EXTRACTO DEL DOCUMENTO =>
====================

A las muchachas se les ven, como poco, los tirantes del sujetador y a los muchachos los elásticos de los calzoncillos mostrando o no una marca. La ropa interior logró este nombre porque pertenecía a un espacio celado y se la llamó íntima porque, igualmente, no se dejaba observar más que por el usuario y las pocas personas que pudieran gozar de un privilegiado acceso a la alcoba.

Todas las ropas tienden a cubrir, pero las prendas que de siempre se exhibieron eran parte de un complejo lenguaje en el que estaba presente el estatus, el gusto, la personalidad y hasta la perentoriedad. Tenían la función de abrigar y de adornar, de informar a los demás sobre sus portadores, captar su admiración o su amor. Nada de todo ello correspondía abiertamente a las ropas íntimas que pertenecieron durante mucho tiempo bien al orden del matrimonio, bien al orden de la impudicia o de la sanidad.

Mostrar sin reparos las prendas íntimas es signo de una revolución entre lo público y lo privado

En conjunto, las ropas exteriores, con o sin marca y moda, realizaban la función de integrarnos en la sociedad mientras las ropas interiores nos eludían de ella. Con las primeras ingresábamos en la comunidad, sus pompas y sus reglas, mientras del ajuar interior no se decía nada. Las primeras estaban concebidas para comunicarse con todos los demás y las segundas para callar o, acaso, para susurrar. La ropa íntima se escondía de cualquier observación fuera de nuestra mirada o la del amante considerada parte de nuestro espejo. Y, excepcionalmente, ante el médico en una sala aséptica y una luz clínica, sin carnalidad.

====================

CON LA INFORMACIÓN =>
(1) ¿Por qué, según el extracto, se llamó «íntima» a la ropa interior? Responde en una a tres oraciones.
(2) ¿De qué es signo, según el extracto, mostrar sin reparos las prendas íntimas?

SECCIÓN DE DATOS =>
====================

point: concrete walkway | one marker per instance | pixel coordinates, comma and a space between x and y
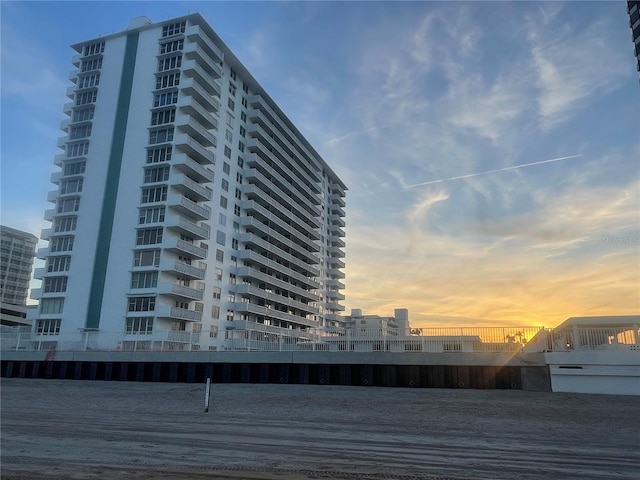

====================

LISTA DE SOLUCIONES =>
(1) Porque solo la veían quien la usaba y las pocas personas que pudieran gozar de un acceso privilegiado a la alcoba.

(2) De una revolución entre lo público y lo privado.